Recorded data:

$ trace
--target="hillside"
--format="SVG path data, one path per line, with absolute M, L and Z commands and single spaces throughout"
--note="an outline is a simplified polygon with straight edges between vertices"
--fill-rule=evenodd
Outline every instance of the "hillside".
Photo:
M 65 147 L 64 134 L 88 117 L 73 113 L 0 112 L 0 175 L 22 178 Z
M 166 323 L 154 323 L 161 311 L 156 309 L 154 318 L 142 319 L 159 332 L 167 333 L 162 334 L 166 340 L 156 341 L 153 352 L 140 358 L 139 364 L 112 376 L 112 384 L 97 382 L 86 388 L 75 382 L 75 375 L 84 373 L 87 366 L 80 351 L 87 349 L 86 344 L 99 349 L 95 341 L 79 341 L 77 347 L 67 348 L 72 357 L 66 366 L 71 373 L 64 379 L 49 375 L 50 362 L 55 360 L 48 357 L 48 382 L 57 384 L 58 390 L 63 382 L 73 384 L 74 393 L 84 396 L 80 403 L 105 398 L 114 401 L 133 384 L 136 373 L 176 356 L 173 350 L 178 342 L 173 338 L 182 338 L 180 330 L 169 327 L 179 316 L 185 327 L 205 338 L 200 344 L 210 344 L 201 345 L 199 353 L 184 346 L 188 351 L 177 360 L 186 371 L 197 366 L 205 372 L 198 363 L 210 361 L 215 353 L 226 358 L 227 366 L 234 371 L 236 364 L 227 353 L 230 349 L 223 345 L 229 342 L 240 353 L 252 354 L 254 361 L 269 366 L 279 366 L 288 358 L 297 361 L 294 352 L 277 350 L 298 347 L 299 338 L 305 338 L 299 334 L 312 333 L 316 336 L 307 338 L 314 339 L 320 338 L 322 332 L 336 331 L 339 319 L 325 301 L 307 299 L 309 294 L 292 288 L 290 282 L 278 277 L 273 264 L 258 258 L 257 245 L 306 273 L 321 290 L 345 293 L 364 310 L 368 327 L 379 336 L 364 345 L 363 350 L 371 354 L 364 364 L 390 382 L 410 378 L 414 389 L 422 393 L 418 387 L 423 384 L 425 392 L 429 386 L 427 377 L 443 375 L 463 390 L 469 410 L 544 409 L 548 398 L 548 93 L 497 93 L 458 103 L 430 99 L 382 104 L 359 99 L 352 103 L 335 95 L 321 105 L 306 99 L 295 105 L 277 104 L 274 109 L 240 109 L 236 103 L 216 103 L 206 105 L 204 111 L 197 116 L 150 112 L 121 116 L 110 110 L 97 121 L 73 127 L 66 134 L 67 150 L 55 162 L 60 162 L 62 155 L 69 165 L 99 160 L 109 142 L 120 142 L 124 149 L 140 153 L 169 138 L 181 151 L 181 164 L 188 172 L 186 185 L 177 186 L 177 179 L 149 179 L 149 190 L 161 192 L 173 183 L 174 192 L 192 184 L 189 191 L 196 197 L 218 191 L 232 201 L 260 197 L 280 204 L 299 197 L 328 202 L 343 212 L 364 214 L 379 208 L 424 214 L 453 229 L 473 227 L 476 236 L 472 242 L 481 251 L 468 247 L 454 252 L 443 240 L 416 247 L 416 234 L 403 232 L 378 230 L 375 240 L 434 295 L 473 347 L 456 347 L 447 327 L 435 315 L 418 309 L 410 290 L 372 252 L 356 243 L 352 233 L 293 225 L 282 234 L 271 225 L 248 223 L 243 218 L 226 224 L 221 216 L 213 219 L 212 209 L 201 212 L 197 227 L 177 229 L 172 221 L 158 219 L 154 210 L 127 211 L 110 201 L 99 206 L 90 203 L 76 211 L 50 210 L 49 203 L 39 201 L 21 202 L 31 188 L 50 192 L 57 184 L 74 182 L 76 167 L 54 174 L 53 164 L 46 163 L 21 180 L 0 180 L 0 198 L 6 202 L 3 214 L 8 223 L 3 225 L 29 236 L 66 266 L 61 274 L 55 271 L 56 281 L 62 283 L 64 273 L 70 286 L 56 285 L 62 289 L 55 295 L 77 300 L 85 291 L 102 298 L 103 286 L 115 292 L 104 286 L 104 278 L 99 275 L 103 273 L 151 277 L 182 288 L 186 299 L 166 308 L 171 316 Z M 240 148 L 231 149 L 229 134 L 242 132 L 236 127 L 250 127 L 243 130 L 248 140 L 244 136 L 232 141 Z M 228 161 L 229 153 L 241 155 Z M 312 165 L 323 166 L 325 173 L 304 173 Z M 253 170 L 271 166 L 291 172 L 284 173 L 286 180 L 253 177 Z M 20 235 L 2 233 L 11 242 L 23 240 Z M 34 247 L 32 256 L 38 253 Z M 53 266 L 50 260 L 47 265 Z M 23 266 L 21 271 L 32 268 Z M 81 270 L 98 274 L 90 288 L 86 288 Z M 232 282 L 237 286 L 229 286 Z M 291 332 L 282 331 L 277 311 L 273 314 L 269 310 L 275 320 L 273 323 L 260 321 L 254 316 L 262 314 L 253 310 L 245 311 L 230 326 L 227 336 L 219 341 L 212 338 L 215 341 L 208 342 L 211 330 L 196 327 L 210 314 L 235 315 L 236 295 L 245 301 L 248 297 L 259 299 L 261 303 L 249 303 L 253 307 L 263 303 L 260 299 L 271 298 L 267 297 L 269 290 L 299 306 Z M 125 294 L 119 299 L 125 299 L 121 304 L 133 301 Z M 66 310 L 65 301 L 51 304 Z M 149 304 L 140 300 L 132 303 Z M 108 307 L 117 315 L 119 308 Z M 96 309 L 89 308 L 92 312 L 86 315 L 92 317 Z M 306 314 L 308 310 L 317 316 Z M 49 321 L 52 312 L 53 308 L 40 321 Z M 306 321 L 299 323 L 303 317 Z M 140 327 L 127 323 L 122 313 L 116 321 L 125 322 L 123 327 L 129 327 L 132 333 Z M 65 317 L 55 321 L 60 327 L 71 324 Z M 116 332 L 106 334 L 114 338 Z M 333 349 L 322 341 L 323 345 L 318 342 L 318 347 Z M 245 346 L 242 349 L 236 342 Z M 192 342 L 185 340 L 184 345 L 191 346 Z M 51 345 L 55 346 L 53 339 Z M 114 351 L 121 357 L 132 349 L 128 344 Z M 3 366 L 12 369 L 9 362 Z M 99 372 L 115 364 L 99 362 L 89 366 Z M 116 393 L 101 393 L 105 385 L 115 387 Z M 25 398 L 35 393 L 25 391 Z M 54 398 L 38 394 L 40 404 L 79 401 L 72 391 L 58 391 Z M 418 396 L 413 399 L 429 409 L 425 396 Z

Given exercise: Reproduce the rows above verbatim, line for line.

Correct output:
$ trace
--target="hillside"
--format="SVG path data, one path per line, with absolute M, L and Z commands and single spaces throughout"
--note="an outline is a simplified polygon with straight edges between vertices"
--fill-rule=evenodd
Outline every instance of the "hillside".
Photo:
M 65 147 L 64 134 L 88 117 L 73 113 L 0 112 L 0 175 L 22 178 Z
M 166 323 L 154 323 L 161 311 L 156 309 L 154 318 L 142 319 L 159 332 L 167 333 L 162 334 L 166 340 L 156 341 L 153 352 L 140 358 L 139 364 L 112 376 L 112 384 L 97 382 L 86 388 L 75 382 L 75 375 L 84 373 L 87 366 L 80 351 L 87 349 L 86 344 L 99 349 L 95 341 L 79 341 L 77 347 L 67 348 L 72 357 L 66 366 L 71 373 L 64 379 L 49 375 L 50 362 L 55 360 L 48 357 L 48 382 L 57 384 L 58 390 L 63 382 L 73 384 L 74 393 L 84 396 L 80 403 L 105 398 L 114 401 L 133 384 L 136 373 L 176 356 L 173 350 L 178 342 L 173 338 L 182 338 L 180 330 L 169 327 L 179 316 L 185 327 L 205 338 L 200 344 L 210 344 L 201 345 L 199 353 L 184 346 L 188 351 L 177 360 L 186 371 L 197 366 L 205 372 L 198 363 L 210 361 L 215 353 L 226 358 L 227 366 L 234 371 L 236 364 L 227 353 L 230 349 L 223 345 L 229 342 L 240 353 L 252 354 L 254 361 L 269 366 L 279 366 L 288 358 L 297 361 L 294 352 L 277 350 L 298 347 L 299 338 L 305 338 L 299 334 L 312 333 L 316 336 L 307 338 L 314 339 L 320 338 L 322 332 L 336 331 L 339 319 L 325 301 L 307 299 L 309 294 L 292 288 L 290 282 L 278 277 L 273 264 L 258 258 L 257 245 L 306 273 L 321 290 L 345 293 L 364 310 L 368 327 L 379 336 L 364 345 L 363 350 L 371 354 L 364 364 L 390 382 L 410 378 L 414 389 L 422 393 L 418 387 L 423 384 L 425 392 L 429 386 L 427 377 L 443 375 L 463 390 L 469 410 L 544 409 L 548 398 L 548 93 L 497 93 L 458 103 L 430 99 L 382 104 L 359 99 L 352 103 L 335 95 L 321 105 L 306 99 L 295 105 L 277 104 L 274 109 L 240 109 L 236 103 L 216 103 L 206 105 L 204 111 L 197 116 L 150 112 L 121 116 L 110 110 L 97 121 L 73 127 L 66 134 L 67 150 L 55 162 L 60 162 L 62 155 L 69 165 L 99 160 L 109 142 L 120 142 L 124 149 L 140 153 L 169 138 L 181 151 L 181 164 L 188 172 L 186 185 L 177 186 L 177 179 L 149 179 L 149 190 L 161 192 L 173 183 L 174 192 L 192 184 L 189 191 L 196 197 L 218 191 L 232 201 L 260 197 L 280 204 L 299 197 L 328 202 L 343 212 L 364 214 L 379 208 L 424 214 L 453 229 L 473 227 L 476 236 L 472 242 L 481 251 L 468 247 L 454 252 L 443 240 L 416 247 L 416 234 L 403 232 L 378 230 L 375 240 L 434 295 L 473 347 L 456 347 L 447 327 L 435 315 L 418 309 L 410 290 L 372 252 L 356 243 L 352 233 L 293 225 L 282 234 L 271 225 L 248 223 L 243 218 L 226 224 L 221 216 L 213 219 L 212 209 L 201 212 L 197 227 L 177 229 L 172 221 L 158 219 L 154 210 L 127 211 L 110 201 L 99 206 L 90 203 L 76 211 L 50 210 L 49 203 L 39 201 L 21 202 L 31 188 L 50 192 L 57 184 L 74 182 L 76 167 L 54 174 L 53 164 L 46 163 L 21 180 L 0 180 L 0 198 L 6 202 L 3 214 L 8 223 L 3 225 L 29 236 L 66 266 L 61 274 L 55 271 L 56 281 L 62 283 L 64 273 L 70 286 L 56 285 L 62 289 L 55 295 L 77 300 L 85 291 L 102 298 L 103 286 L 115 292 L 104 286 L 104 278 L 99 275 L 103 273 L 151 277 L 182 288 L 186 299 L 166 308 L 171 316 Z M 240 148 L 231 149 L 229 134 L 242 132 L 236 127 L 250 127 L 243 130 L 248 140 L 244 136 L 232 141 Z M 228 161 L 229 153 L 241 155 Z M 312 165 L 323 166 L 325 173 L 304 173 Z M 253 170 L 271 166 L 291 172 L 284 173 L 286 180 L 253 177 Z M 20 235 L 2 233 L 11 242 L 23 240 Z M 34 247 L 32 256 L 38 253 Z M 53 266 L 50 260 L 47 265 Z M 23 266 L 21 271 L 32 268 Z M 81 270 L 98 274 L 90 288 L 86 288 Z M 232 282 L 237 286 L 229 286 Z M 291 332 L 282 331 L 277 311 L 273 314 L 269 310 L 275 320 L 273 323 L 260 321 L 254 316 L 262 314 L 253 310 L 245 311 L 230 326 L 227 336 L 219 341 L 212 338 L 215 341 L 208 342 L 211 330 L 196 327 L 210 314 L 235 315 L 236 295 L 245 301 L 248 297 L 259 299 L 261 303 L 249 303 L 253 307 L 263 303 L 260 299 L 271 298 L 267 297 L 269 290 L 299 306 Z M 125 294 L 119 299 L 125 299 L 121 304 L 133 301 Z M 66 310 L 65 301 L 51 304 Z M 149 304 L 140 300 L 132 303 Z M 108 307 L 117 315 L 119 308 Z M 96 309 L 89 308 L 92 312 L 86 315 L 92 317 Z M 306 314 L 308 310 L 317 316 Z M 49 321 L 52 312 L 53 308 L 40 321 Z M 306 321 L 299 323 L 303 317 Z M 140 327 L 127 323 L 122 313 L 116 321 L 125 322 L 123 327 L 129 327 L 132 333 Z M 65 317 L 55 321 L 60 327 L 71 324 Z M 116 332 L 106 334 L 114 338 Z M 333 349 L 322 341 L 323 345 L 318 342 L 318 347 Z M 245 346 L 242 349 L 236 342 Z M 192 342 L 185 340 L 184 345 L 191 346 Z M 51 345 L 55 346 L 53 339 Z M 114 351 L 121 357 L 132 349 L 128 344 Z M 3 366 L 12 369 L 9 362 Z M 99 372 L 115 364 L 99 362 L 89 366 Z M 116 393 L 101 393 L 105 385 L 115 387 Z M 25 398 L 35 393 L 25 391 Z M 54 398 L 38 394 L 40 404 L 79 401 L 72 391 L 58 391 Z M 418 396 L 413 399 L 429 409 L 425 396 Z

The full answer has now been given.